The exercise:
Return every line of the material below that contains the word "with", copying each one in full.

Extracted material:
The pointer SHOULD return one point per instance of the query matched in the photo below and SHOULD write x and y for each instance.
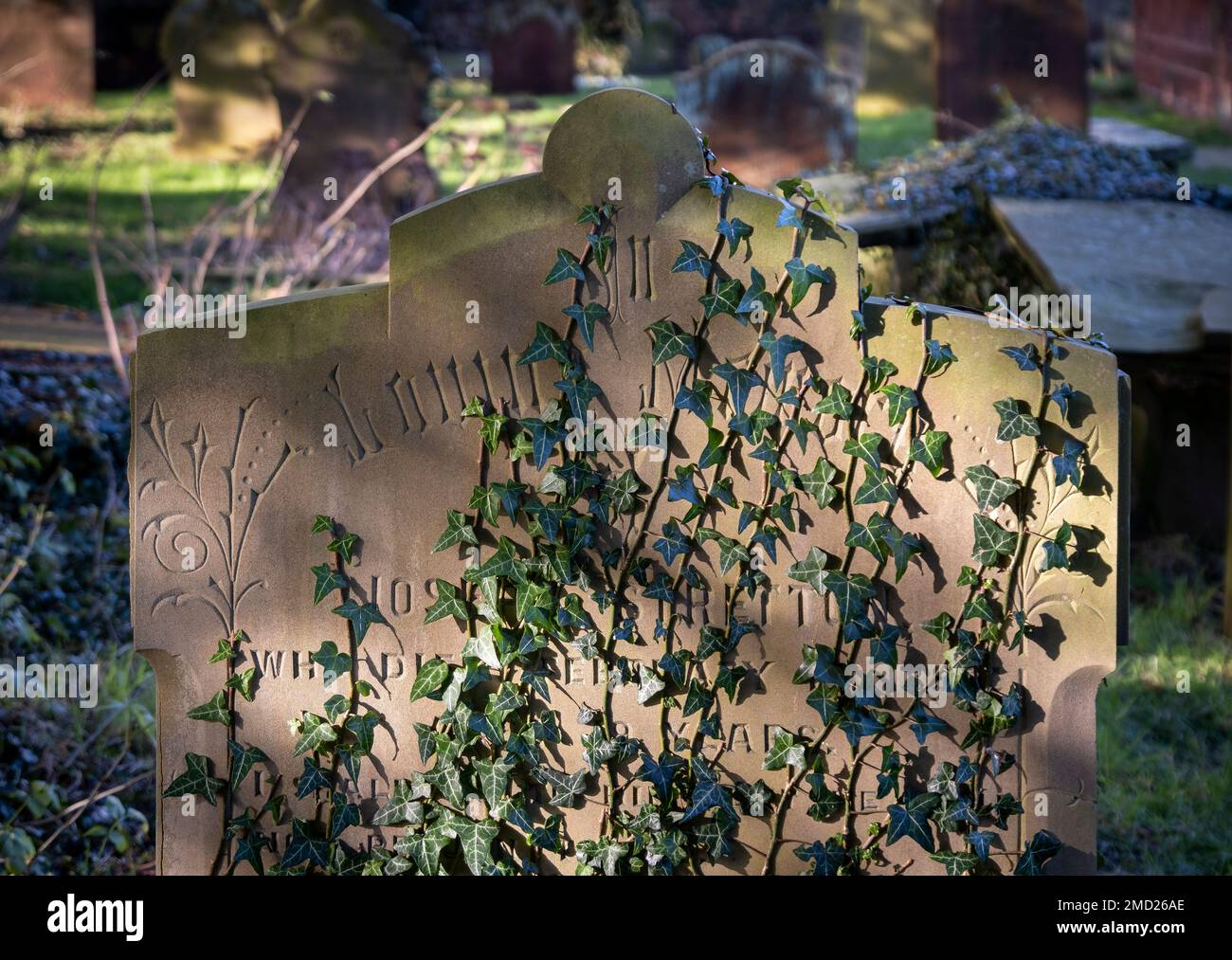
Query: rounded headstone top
(628, 140)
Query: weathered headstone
(771, 109)
(1035, 50)
(217, 54)
(374, 68)
(533, 48)
(47, 54)
(232, 461)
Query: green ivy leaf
(990, 489)
(929, 450)
(693, 261)
(546, 345)
(669, 341)
(315, 734)
(900, 401)
(911, 820)
(587, 317)
(195, 780)
(430, 680)
(1013, 422)
(448, 603)
(992, 541)
(566, 267)
(459, 530)
(213, 711)
(361, 616)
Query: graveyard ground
(1165, 766)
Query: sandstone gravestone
(982, 45)
(230, 463)
(771, 110)
(47, 54)
(225, 103)
(374, 68)
(533, 48)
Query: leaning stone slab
(230, 462)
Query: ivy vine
(577, 545)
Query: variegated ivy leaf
(739, 384)
(825, 858)
(476, 838)
(784, 751)
(312, 779)
(402, 807)
(332, 661)
(430, 680)
(818, 482)
(669, 341)
(459, 530)
(1055, 556)
(734, 230)
(195, 780)
(802, 278)
(990, 489)
(1014, 422)
(1067, 466)
(756, 303)
(726, 299)
(811, 570)
(361, 616)
(929, 450)
(936, 357)
(242, 681)
(213, 711)
(911, 820)
(865, 447)
(878, 487)
(587, 317)
(344, 546)
(328, 579)
(546, 345)
(448, 603)
(693, 261)
(992, 541)
(306, 845)
(566, 267)
(837, 402)
(879, 371)
(243, 759)
(315, 734)
(566, 788)
(900, 401)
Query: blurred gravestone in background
(47, 53)
(533, 47)
(771, 107)
(1183, 54)
(376, 70)
(997, 44)
(362, 72)
(225, 106)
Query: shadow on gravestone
(230, 461)
(771, 109)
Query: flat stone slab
(1169, 148)
(1146, 263)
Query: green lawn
(1165, 755)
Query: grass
(1165, 755)
(488, 139)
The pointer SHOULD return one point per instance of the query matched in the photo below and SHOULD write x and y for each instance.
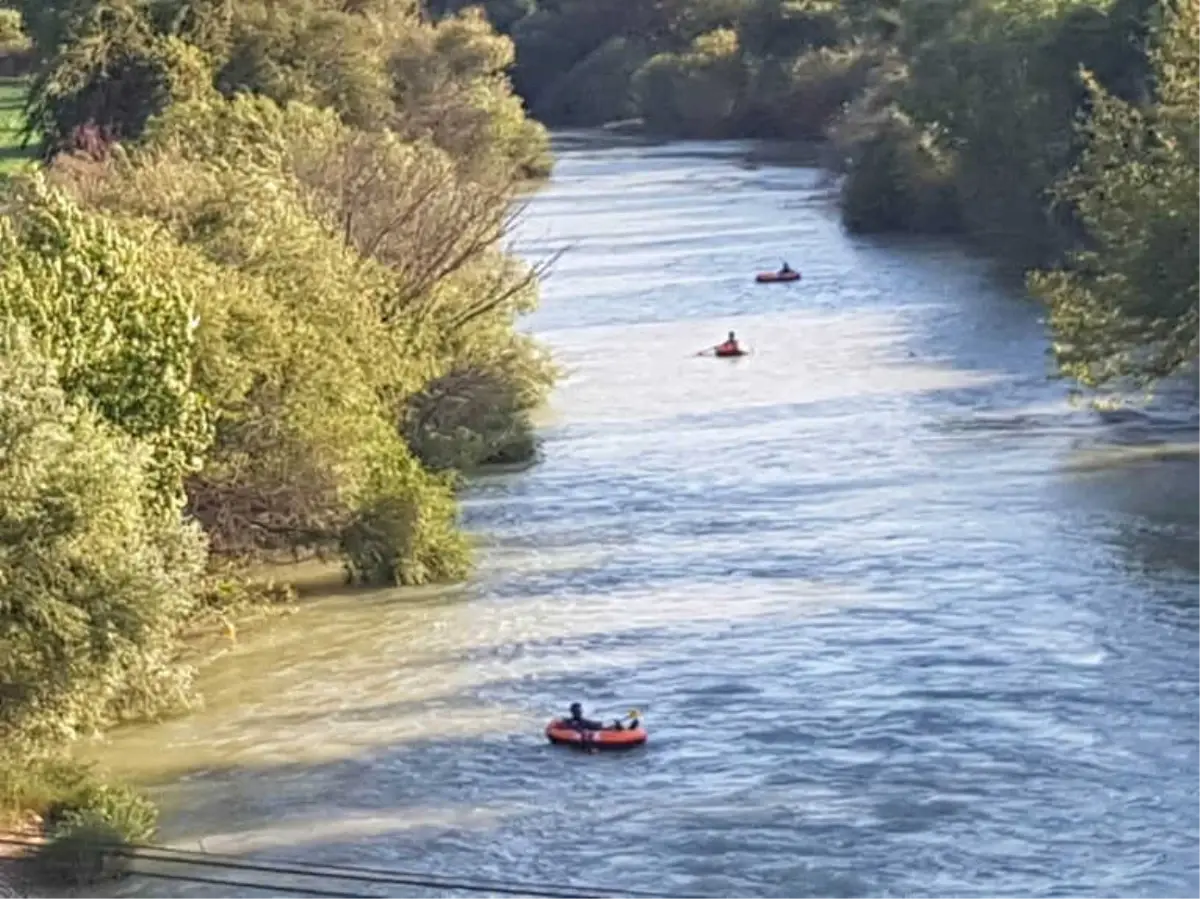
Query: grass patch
(12, 121)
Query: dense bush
(265, 240)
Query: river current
(900, 622)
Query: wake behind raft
(574, 732)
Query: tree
(94, 581)
(119, 321)
(1127, 310)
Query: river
(900, 622)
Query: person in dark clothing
(580, 723)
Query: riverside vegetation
(255, 304)
(1061, 135)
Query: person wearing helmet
(730, 347)
(580, 723)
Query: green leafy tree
(119, 323)
(94, 580)
(1127, 311)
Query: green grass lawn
(12, 101)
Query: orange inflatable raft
(767, 277)
(561, 733)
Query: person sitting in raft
(580, 723)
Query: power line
(383, 876)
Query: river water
(899, 621)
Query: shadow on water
(1151, 496)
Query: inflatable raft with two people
(575, 730)
(785, 274)
(727, 349)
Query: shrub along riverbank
(1061, 135)
(253, 306)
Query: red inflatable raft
(767, 277)
(561, 733)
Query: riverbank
(277, 366)
(882, 545)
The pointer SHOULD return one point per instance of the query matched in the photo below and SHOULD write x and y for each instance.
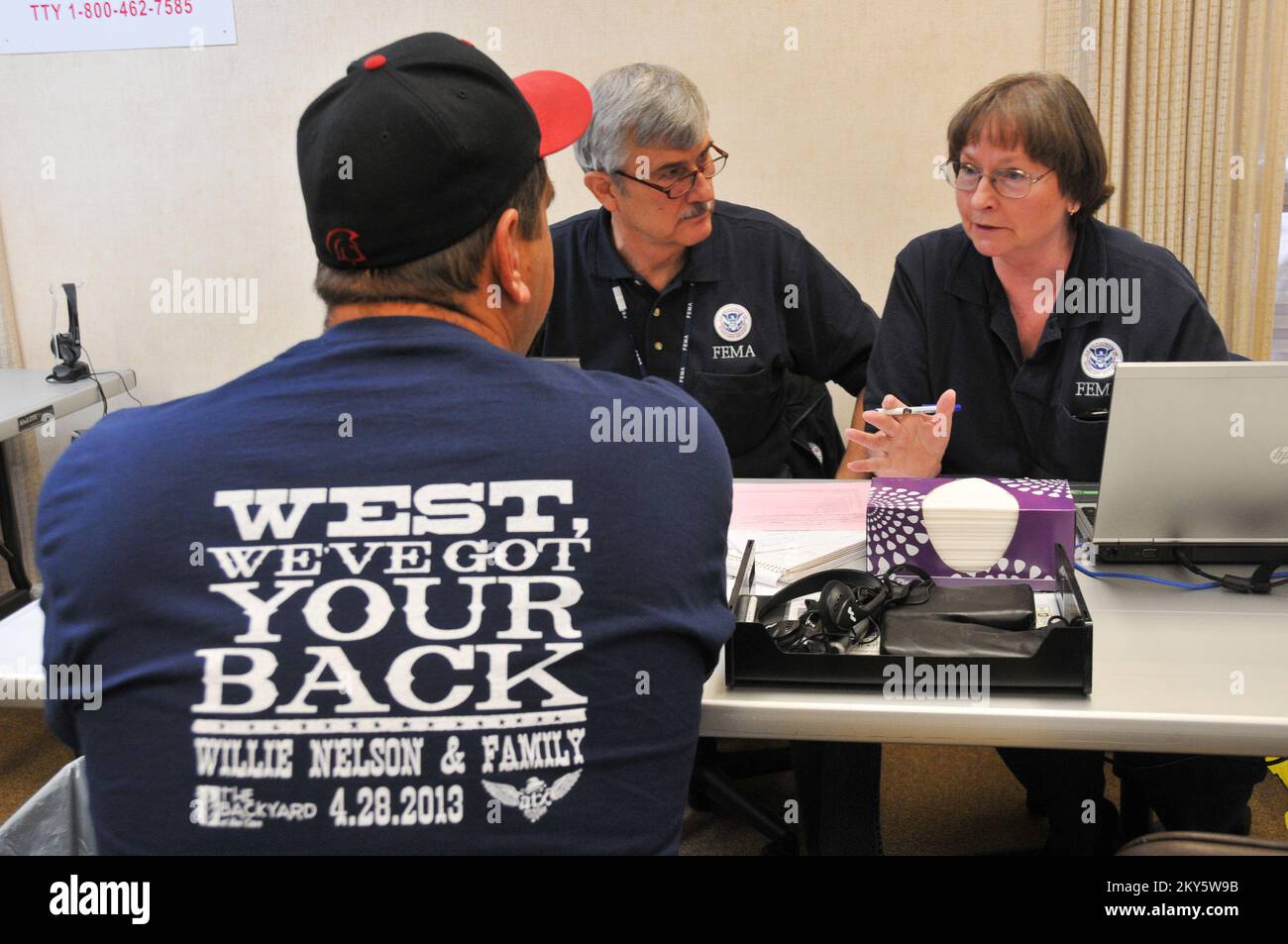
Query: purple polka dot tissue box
(971, 530)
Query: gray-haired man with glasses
(738, 309)
(732, 304)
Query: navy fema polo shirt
(386, 594)
(948, 323)
(765, 301)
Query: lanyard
(684, 346)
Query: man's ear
(505, 258)
(601, 188)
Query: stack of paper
(784, 557)
(799, 527)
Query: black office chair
(712, 787)
(1202, 844)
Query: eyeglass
(1009, 183)
(683, 183)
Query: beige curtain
(21, 454)
(1192, 98)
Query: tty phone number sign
(89, 25)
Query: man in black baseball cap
(384, 594)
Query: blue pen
(925, 410)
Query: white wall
(185, 159)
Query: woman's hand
(905, 446)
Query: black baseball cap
(420, 143)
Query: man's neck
(1044, 262)
(656, 262)
(493, 330)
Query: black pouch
(975, 621)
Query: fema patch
(1100, 357)
(733, 322)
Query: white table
(22, 646)
(27, 399)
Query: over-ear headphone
(65, 346)
(848, 609)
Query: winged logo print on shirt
(535, 798)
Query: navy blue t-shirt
(764, 300)
(395, 591)
(948, 323)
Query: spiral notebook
(799, 527)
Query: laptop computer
(1196, 459)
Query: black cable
(1231, 581)
(94, 373)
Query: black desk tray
(1063, 662)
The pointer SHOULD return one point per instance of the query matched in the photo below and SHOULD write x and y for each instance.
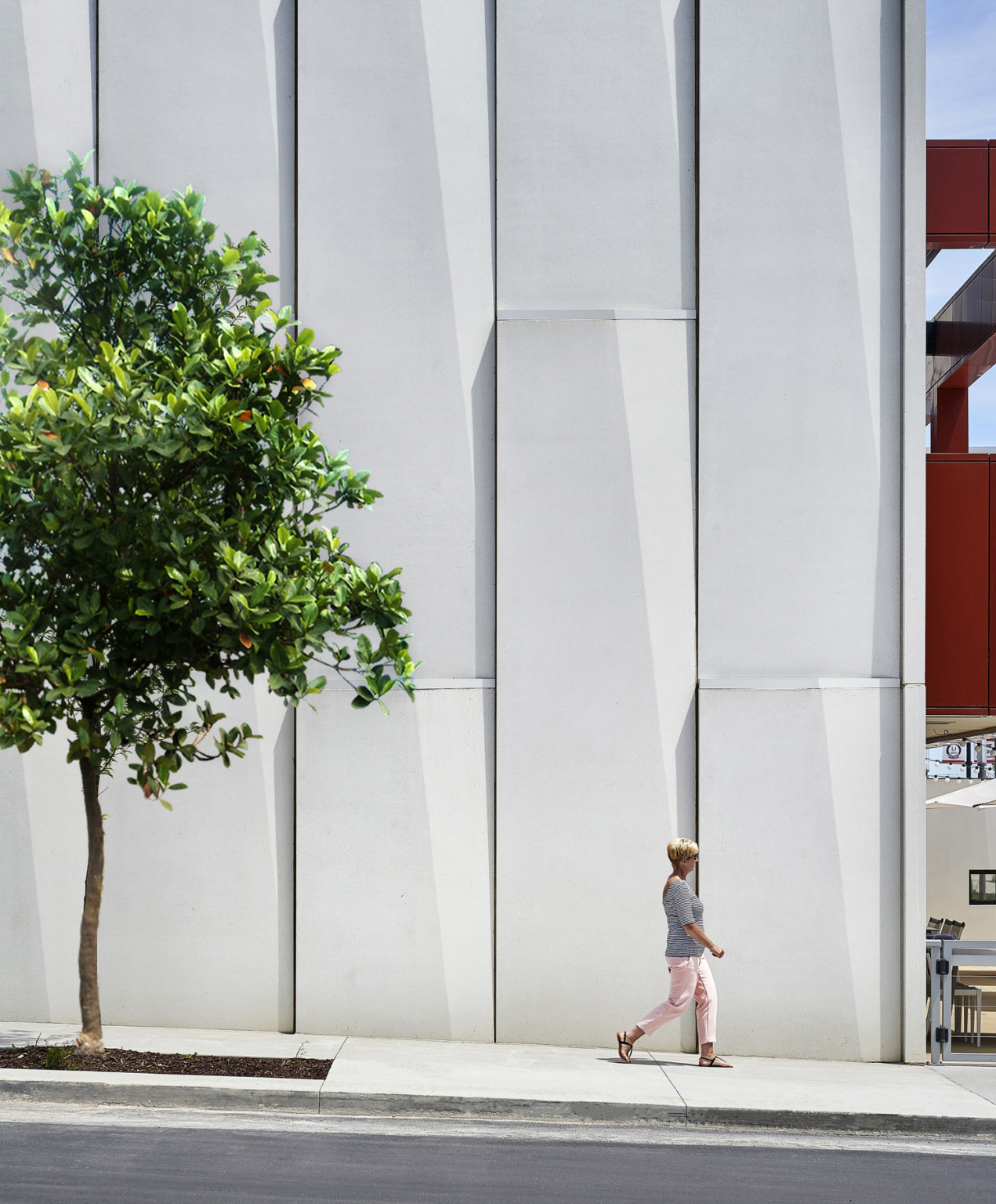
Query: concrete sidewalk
(379, 1076)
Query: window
(982, 887)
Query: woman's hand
(697, 934)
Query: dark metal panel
(958, 189)
(958, 573)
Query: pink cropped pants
(690, 979)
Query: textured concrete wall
(524, 375)
(197, 926)
(595, 559)
(800, 519)
(397, 267)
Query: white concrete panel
(913, 519)
(596, 669)
(596, 154)
(197, 923)
(202, 94)
(46, 85)
(394, 867)
(799, 826)
(395, 222)
(959, 840)
(800, 323)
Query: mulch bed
(38, 1057)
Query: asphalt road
(45, 1163)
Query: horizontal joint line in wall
(431, 684)
(799, 684)
(596, 314)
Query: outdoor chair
(966, 1001)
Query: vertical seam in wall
(294, 718)
(96, 67)
(494, 716)
(904, 383)
(695, 499)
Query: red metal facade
(962, 194)
(960, 629)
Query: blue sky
(962, 103)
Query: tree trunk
(91, 1039)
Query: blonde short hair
(679, 849)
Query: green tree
(163, 499)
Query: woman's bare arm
(697, 934)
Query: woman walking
(690, 977)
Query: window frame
(982, 874)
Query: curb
(312, 1097)
(161, 1090)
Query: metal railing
(949, 999)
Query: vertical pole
(935, 999)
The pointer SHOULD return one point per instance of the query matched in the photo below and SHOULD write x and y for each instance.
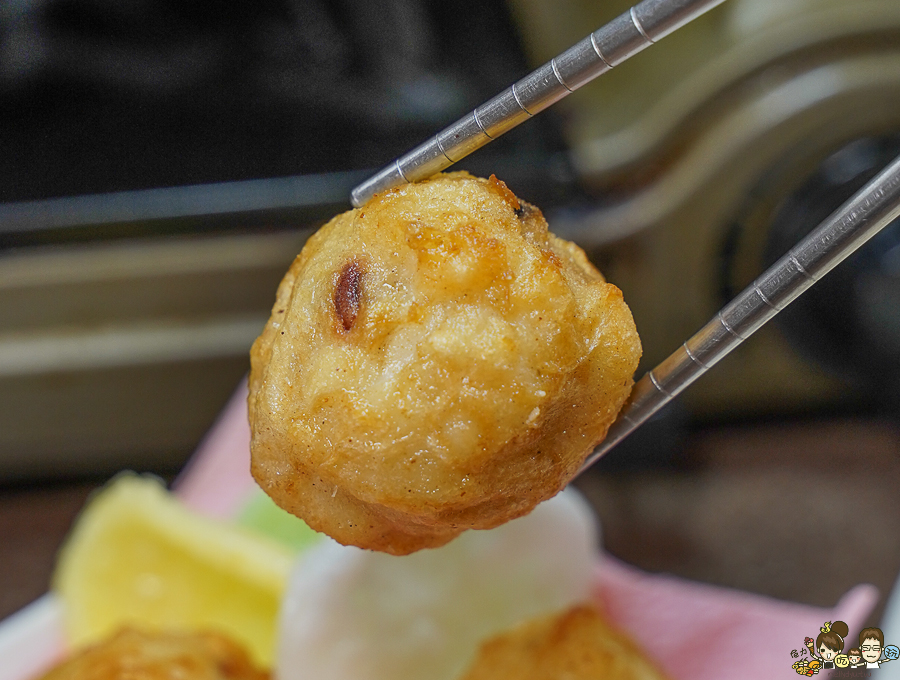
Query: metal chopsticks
(620, 39)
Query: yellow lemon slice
(138, 557)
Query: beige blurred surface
(799, 511)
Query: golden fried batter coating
(134, 655)
(575, 645)
(435, 361)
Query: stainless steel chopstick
(622, 38)
(874, 207)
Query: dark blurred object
(849, 323)
(227, 132)
(99, 96)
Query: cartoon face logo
(871, 650)
(826, 653)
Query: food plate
(694, 631)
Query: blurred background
(161, 164)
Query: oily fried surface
(134, 655)
(435, 361)
(575, 645)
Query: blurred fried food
(435, 361)
(136, 655)
(575, 645)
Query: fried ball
(575, 645)
(435, 361)
(138, 655)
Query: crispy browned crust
(574, 645)
(435, 361)
(137, 655)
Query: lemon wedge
(138, 557)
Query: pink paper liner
(694, 631)
(217, 480)
(700, 632)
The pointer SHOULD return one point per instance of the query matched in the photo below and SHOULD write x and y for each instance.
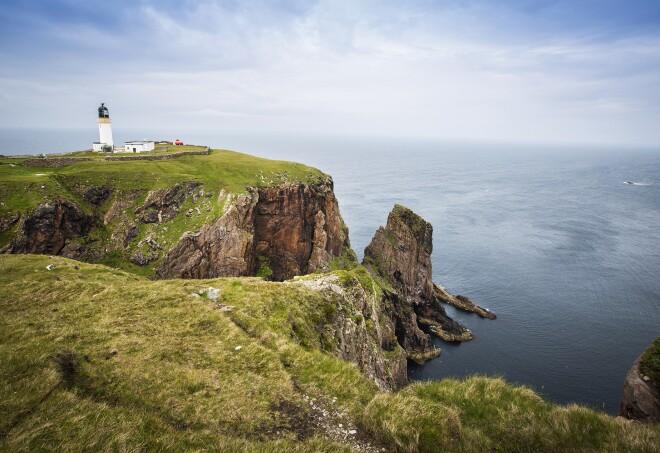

Solution to the problem:
Query: inflatable raft with two people
Query: gray-haired man with glasses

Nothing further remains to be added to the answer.